**Supplied text:**
★ ★ ★ ★ ★

In the past two years, Chinese American and Asian American Pacific Islander communities have been reporting a tidal wave of racist and xenophobic incidents clearly related to the COVID 19 pandemic.

“I’d like to refer you to the stopaapihate.org website that has a number of reports on the more than nine thousand incidents, that have been reported to their one website from March 2020 to June 2021. Among their reports they showed, that of those nine thousand incidents, more than two to one, more than 66 percent of those attacks, have been against Asian American women. Girls in K-12, young Asian American females. This is just one website. It’s clearly an undercount.

“Within this past year, we’ve seen killings in Atlanta, Georgia, that targeted Asian American women who work at spas,” pointed Helen Zia.

“Just to give a little bit of the framework, why we know that xenophobic attacks, racist attacks against people of color and immigrants, are based on this idea of a ‘foreign invader’ to the ‘Make America White Again’ world. That there is an otherness, that is about rendering whole groups of people as second class, as being less than human, and many of these supremacist groups just come right out and say that people of color are sub-human; that they’re not human and in addition, we layer on gender-based attacks against women and so that also subjugates women as human beings, making women expendable, disposable. When you combine them, the impact is that the lives of women of color, the lives of Asian American women, the lives of immigrant women, are facing multiple jeopardy for being just who they are,” said Zia.

“They may even face a stigma within their own community for something happening to them,” added Zia.

“Olympians who are women, or girls, weren’t even treated with respect, or have their reports of sexual assault taken seriously, it’s no wonder, Asian American women and women of color in general, hesitate to report at all, when they’ve been made so invisible and powerless in America. It’s part of the systemic inequalities and inequities.

★ ★ ★ ★ ★

**Records shown:**
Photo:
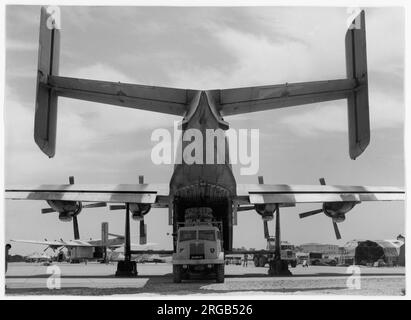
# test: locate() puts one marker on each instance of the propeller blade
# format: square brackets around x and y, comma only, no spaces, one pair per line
[117,207]
[310,213]
[75,228]
[337,231]
[245,208]
[48,210]
[266,233]
[95,205]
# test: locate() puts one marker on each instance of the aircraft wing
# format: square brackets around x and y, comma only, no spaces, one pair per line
[292,194]
[45,242]
[58,243]
[156,194]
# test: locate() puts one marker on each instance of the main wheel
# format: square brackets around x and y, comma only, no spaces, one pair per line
[177,272]
[220,273]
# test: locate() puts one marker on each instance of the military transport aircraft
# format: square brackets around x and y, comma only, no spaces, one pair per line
[195,185]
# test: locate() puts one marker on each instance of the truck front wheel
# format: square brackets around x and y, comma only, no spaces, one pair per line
[220,273]
[177,273]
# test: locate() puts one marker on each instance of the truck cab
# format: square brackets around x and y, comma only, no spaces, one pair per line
[199,250]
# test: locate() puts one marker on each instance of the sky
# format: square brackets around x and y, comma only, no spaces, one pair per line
[205,48]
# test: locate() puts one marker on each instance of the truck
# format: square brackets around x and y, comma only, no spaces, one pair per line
[199,247]
[288,253]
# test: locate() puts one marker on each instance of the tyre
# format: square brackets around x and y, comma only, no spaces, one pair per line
[220,273]
[177,272]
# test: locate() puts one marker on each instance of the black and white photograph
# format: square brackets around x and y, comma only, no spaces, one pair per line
[199,151]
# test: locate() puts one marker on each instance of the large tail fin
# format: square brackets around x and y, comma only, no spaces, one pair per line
[48,63]
[50,86]
[354,88]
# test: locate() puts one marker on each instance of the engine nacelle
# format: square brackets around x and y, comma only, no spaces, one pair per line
[66,209]
[266,211]
[337,210]
[139,210]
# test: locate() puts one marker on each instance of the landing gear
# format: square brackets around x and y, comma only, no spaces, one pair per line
[177,273]
[127,268]
[278,267]
[220,273]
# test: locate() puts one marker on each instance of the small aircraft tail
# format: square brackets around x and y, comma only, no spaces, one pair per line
[358,107]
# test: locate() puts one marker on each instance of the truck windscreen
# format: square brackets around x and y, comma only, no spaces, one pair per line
[206,235]
[187,235]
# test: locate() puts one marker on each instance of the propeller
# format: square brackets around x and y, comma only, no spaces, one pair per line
[314,212]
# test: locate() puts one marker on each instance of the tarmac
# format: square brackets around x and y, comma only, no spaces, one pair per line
[156,280]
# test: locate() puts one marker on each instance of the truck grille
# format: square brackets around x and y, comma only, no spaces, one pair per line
[196,251]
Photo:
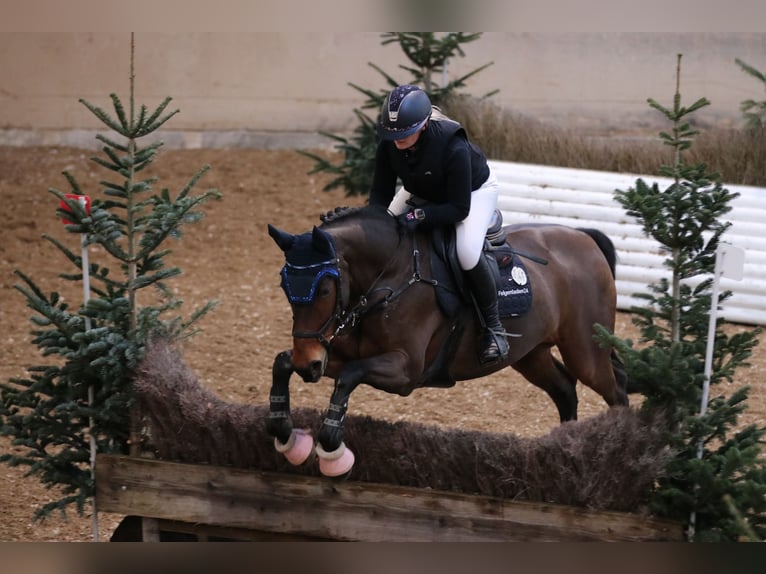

★ ★ ★ ★ ★

**Try it:** Write out the part of the text on anti-Asian attacks that opens with the words containing "In the past" and closes with "clearly an undercount.". The material above has no role in this exercise.

**Output for this task:**
In the past two years, Chinese American and Asian American Pacific Islander communities have been reporting a tidal wave of racist and xenophobic incidents clearly related to the COVID 19 pandemic.

“I’d like to refer you to the stopaapihate.org website that has a number of reports on the more than nine thousand incidents, that have been reported to their one website from March 2020 to June 2021. Among their reports they showed, that of those nine thousand incidents, more than two to one, more than 66 percent of those attacks, have been against Asian American women. Girls in K-12, young Asian American females. This is just one website. It’s clearly an undercount.